[WORK TASK]
Every line below needs to be returned exactly as written.
══ EXTRACTED ENTRIES ══
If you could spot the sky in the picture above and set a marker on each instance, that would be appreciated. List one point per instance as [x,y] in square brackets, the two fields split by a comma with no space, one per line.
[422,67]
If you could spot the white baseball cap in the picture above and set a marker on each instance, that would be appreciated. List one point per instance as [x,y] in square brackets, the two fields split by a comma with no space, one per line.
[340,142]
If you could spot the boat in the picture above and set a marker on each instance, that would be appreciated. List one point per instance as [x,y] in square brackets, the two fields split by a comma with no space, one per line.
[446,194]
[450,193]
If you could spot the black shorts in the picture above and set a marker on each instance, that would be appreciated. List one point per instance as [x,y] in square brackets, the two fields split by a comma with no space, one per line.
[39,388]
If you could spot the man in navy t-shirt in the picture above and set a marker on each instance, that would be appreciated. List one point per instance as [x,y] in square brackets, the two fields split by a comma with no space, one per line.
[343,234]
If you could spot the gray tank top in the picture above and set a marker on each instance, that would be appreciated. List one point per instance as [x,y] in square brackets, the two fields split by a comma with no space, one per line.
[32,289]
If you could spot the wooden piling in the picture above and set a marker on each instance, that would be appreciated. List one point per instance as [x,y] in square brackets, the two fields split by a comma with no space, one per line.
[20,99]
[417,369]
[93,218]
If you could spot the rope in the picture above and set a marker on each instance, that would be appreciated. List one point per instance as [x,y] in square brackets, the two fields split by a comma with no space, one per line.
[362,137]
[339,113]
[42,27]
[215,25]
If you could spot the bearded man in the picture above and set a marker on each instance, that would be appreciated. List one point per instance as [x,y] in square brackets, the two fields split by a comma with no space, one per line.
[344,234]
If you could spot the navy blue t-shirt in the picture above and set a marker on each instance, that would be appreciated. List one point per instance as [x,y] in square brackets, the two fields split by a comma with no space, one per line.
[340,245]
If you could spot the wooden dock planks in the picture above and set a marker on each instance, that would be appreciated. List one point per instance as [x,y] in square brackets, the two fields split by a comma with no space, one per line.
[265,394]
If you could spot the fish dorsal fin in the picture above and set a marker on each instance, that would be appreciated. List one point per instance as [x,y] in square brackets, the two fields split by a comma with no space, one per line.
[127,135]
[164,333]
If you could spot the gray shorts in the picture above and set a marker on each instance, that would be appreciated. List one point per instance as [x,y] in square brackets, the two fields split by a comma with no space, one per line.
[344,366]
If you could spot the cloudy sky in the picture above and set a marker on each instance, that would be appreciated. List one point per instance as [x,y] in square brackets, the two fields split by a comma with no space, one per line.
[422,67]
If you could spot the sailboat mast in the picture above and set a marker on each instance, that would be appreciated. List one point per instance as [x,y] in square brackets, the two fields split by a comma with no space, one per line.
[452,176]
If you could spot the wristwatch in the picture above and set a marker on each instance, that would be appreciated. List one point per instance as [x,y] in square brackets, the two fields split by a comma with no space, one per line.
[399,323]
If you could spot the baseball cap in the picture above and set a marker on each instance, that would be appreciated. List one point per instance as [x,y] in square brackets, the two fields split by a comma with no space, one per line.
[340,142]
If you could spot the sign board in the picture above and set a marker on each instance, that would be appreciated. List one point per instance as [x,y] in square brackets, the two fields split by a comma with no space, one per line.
═══
[ANSWER TO THIS PROBLEM]
If you could spot the sky in the picture above and set a marker on each instance, that would be appreciated. List one point per instance as [x,y] in square brackets, the two fields split by a comma with no space, one per line.
[422,67]
If you could spot the white baseball cap in the picture above and set a marker on each instance, that would be appreciated. List one point per instance as [x,y] in square brackets, the two fields split by a comma with no space, one per line.
[340,142]
If you could spot the boat in the picture above and set a marker on each instance, that would be appreciated. List one point per instance as [x,y] in square brackets, the two fields split by a comma with no space, one per line.
[446,194]
[450,193]
If you could spot the black shorts in the picture above and set a marker on each instance, that would be appreciated. List one point per instance as [x,y] in square brackets, the two fields split by a comma with no space, one per line.
[39,388]
If you could spot the man in navy t-shirt in the picture above and set a marker on each instance, that would be appreciated. List one point per instance as [x,y] in square brackets, the two fields split by a comma with no space, one per line.
[343,234]
If you could spot the gray tank top in the picture above and set a marker on each instance, that would be appreciated. List one point per instance as [x,y] in square brackets, the two fields split by a comma with no space, one per line.
[32,289]
If you could spot the wooden piling in the picture above and set a marker on each instance, that would be appreciated. List one point per instance as [x,y] in square brackets, the two fields split by a comma with no space, one per line.
[20,99]
[417,369]
[93,218]
If you could spot the rope in the picture above and set a marker on each instance, that would be appreciated. List one point per instance as [x,y] in square brackets, the two fields split by a comma with no space, one per line.
[362,137]
[339,113]
[42,27]
[215,25]
If you could spot the bearded man in the picture above and set a marker on each instance, that would be appreciated. List one point per instance as [x,y] in square brackets, the two fields split by a comma with no space, one per line.
[344,234]
If you could spot the navy blue t-shirt in the picture above and set a marker on each instance, that would be appreciated. List one point per instance as [x,y] in square brackets, the two fields split by a comma with no space, one per line.
[340,245]
If you could spot the wooden dock planks in the picture above and set a marker on each instance, that would be appreciated. List one point per instance as [x,y] in square brackets, the two fields split by a comma with no space, one per line.
[265,394]
If you could spot the fish dorsal fin in the picture above and set a marker on each instance, that would be appreciated. List one point per instance as [x,y] in square brackets, the two fields split by a comma with no space, one per line.
[127,135]
[164,333]
If you could spot the gray shorts in the picture above and set a marker on each instance, that would be appreciated. List one point per instance as [x,y] in square brackets, the two fields split by a comma with no space, one per line.
[344,366]
If you could spot the cloudy sky in the picture above and set a marker on each instance, that would be appreciated. List one point per instance as [x,y] in square brackets, the two fields split by a comma with no space, one per line.
[422,67]
If you could spot the sailboat mast in the picture above and set a marker on each instance, that would be appreciated. List one point per instance as [x,y] in square brackets, the two fields split by a comma with no space, one per line.
[452,176]
If you could spot the wristwatch in the picture above and set a marker on each instance, that would be appreciated. List one point per instance as [x,y] in square brackets, the two fields split by a comma with no space, one per line.
[399,323]
If you could spot the baseball cap in the picture above and set a marker on each instance, that would be appreciated. List one point per instance as [x,y] in square brackets, the two fields split by a comma with no space, one per line.
[340,142]
If you could spot the sign board in the picture above and set a marker on each instance, that would be appreciated. List one point per instance as [x,y] in square brackets, the two fields split by a comma with no space, one per line.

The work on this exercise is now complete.